:: EXTRACTED TEXT ::
# what home made machines have you made?



## New_Guy

has anyone made a lathe, mill, shapper, drill, grinder, gear hobber or any other type of metal working machine tool from scratch or from scrounged and canalized parts off other machines to make a working general machine tool or for a specific operation...... i think that covers almost everything 

so what home made machines have you guys made?

machine accessories and wood working machines are more than welcome as are pictures


----------



## kf2qd

here's a planer knife grinder I put together from pieces. I would up using a more powerful motor for the grinding wheel. Blade from my Delta 12.5 x 6 Portable planer.

Had time and pieces but no job at teh time so I built the grinder rather than buy a new set of blades.


----------



## cfellows

2 x 48 Belt Sander from a 1 hp swimming pool pump motor. The vertical column is made from telescoping square steel tubing and the pulleys were welded up from 4" round steel tubing.






Dividing head I made from an Atlas 6" lathe spindle. Worm gear is 12 pitch x 40 teeth.






Cutter & Tool grinder I made from scratch. Motor is DC from a treadmill. Cutting those T-slots was a booger! 






Overarm Router attachment for my tablesaw






20 ton hydraulic press






Chuck


----------



## radish

Interesting subject, so here's a couple of mine.

The first one makes miniature square nuts that I use a lot of in the models I make. This one gizzmo can produce, at the moment, 3 different sized nuts, with a bit more mucking around, I could make it do a lot more different sizes as well.
These nuts were made 1 at a time on a Unimat 3, but it took forever to make a dozen, so this lot was hatched.






It uses K & S square section brass, of the appropriate size required, for whatever sized nuts I need.

At the moment I can make 8 BA, 10 BA or 12 BA nuts with it, now I can make about 100 per hour, bit quicker than with the lathe. You stick the brass into the collet up at the grinding wheel, turn it around to give the head a slight domed look, then down to the next collet and shove it in and the tapping size hole is drilled, then down to the saw blade and cut it of the stick, start again.
Oh, 12 BA nuts are 2mm x 2mm and 1.25mm high with a 1 mm hole for the tap, a tad on the small size, eh.

:: WORK TO DO ::
**a)** Output, word for word, the part of the forum thread that opens with the words containing "# what home" and closes with "you guys made?".
**b)** Return these lines from the records verbatim: the part that opens with the line containing "Tag every bare tree branch." and closes with the line containing "49,145,403,533", both included.

:: MATERIAL SUPPLIED ::
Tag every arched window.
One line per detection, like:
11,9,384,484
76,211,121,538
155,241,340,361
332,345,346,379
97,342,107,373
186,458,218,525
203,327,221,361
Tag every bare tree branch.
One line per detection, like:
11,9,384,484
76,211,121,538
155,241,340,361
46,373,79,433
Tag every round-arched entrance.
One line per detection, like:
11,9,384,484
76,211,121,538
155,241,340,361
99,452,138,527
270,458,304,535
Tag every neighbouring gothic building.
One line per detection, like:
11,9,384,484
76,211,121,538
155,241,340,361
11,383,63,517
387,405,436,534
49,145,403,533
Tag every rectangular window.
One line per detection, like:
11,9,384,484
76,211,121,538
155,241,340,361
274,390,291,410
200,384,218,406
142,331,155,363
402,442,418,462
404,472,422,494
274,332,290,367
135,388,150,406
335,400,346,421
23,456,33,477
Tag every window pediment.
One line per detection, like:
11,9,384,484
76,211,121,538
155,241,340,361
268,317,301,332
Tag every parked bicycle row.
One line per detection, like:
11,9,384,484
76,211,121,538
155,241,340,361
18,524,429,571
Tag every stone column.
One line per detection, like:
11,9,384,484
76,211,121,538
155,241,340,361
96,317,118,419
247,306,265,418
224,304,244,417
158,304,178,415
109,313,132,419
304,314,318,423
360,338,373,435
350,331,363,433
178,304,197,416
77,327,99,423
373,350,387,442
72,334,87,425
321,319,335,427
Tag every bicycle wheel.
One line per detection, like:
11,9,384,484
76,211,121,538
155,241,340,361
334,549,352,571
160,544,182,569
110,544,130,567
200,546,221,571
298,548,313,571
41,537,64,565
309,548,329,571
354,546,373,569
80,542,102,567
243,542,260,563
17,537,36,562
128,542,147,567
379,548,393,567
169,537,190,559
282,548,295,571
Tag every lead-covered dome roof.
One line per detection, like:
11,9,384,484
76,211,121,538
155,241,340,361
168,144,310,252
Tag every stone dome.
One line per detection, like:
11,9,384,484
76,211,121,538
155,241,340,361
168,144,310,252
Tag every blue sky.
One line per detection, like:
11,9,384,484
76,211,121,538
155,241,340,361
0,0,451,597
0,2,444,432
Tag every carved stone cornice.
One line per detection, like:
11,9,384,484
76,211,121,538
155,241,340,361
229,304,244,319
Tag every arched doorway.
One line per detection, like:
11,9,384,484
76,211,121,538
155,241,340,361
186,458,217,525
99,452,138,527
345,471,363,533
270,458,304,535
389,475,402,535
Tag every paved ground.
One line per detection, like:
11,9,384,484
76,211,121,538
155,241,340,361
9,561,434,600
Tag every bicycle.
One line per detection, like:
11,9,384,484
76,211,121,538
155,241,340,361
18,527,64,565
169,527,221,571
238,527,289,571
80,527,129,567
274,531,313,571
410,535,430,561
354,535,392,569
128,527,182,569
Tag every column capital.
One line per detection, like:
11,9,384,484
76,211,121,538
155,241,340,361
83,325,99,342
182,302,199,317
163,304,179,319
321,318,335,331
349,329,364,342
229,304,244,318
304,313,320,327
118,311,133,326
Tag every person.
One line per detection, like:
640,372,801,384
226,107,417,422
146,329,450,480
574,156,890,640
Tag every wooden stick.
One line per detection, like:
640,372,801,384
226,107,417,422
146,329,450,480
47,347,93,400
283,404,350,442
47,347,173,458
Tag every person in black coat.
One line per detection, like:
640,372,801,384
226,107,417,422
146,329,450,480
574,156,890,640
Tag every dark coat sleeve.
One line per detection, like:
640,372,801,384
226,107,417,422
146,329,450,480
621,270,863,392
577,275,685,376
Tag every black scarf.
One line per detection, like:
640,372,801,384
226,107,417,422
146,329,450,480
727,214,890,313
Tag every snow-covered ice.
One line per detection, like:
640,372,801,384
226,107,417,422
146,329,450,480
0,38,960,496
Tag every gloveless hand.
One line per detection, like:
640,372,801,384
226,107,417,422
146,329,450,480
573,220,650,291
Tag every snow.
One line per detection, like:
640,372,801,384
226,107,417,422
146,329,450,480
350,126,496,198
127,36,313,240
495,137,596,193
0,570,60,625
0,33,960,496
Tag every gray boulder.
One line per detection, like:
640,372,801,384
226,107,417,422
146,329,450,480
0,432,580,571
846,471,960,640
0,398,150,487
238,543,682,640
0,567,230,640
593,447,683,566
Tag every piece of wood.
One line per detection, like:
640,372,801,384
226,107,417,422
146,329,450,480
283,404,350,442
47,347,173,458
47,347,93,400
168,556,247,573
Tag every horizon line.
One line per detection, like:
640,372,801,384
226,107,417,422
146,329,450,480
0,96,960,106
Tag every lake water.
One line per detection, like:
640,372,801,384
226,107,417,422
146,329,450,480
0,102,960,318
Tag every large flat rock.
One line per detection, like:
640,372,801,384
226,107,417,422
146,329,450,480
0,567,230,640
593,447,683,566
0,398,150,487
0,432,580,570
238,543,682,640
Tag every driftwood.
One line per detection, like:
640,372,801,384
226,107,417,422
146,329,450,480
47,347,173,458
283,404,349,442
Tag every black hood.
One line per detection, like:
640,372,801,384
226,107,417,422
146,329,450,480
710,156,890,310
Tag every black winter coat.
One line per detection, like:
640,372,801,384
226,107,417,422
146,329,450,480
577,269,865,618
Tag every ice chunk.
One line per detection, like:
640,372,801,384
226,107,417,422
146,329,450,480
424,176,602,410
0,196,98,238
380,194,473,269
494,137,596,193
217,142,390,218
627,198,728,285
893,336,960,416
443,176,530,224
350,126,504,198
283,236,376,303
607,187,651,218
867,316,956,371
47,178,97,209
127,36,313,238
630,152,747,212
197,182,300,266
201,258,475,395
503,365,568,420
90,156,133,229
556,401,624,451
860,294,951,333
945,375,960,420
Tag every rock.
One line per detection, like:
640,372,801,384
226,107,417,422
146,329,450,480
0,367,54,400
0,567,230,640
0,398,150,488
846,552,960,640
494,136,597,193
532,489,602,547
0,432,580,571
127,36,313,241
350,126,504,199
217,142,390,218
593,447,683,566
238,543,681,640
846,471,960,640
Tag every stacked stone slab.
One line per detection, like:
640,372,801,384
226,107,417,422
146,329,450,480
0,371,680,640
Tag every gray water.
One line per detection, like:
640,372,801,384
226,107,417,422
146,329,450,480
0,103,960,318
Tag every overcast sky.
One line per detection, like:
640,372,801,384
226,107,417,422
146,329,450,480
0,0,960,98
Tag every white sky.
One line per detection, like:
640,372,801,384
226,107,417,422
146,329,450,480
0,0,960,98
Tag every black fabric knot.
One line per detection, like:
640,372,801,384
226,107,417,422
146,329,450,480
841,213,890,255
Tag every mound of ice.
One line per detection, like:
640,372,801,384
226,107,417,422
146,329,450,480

:: ANSWERS TO EACH TASK ::
**a)**
# what home made machines have you made?



## New_Guy

has anyone made a lathe, mill, shapper, drill, grinder, gear hobber or any other type of metal working machine tool from scratch or from scrounged and canalized parts off other machines to make a working general machine tool or for a specific operation...... i think that covers almost everything 

so what home made machines have you guys made?

**b)**
Tag every bare tree branch.
One line per detection, like:
11,9,384,484
76,211,121,538
155,241,340,361
46,373,79,433
Tag every round-arched entrance.
One line per detection, like:
11,9,384,484
76,211,121,538
155,241,340,361
99,452,138,527
270,458,304,535
Tag every neighbouring gothic building.
One line per detection, like:
11,9,384,484
76,211,121,538
155,241,340,361
11,383,63,517
387,405,436,534
49,145,403,533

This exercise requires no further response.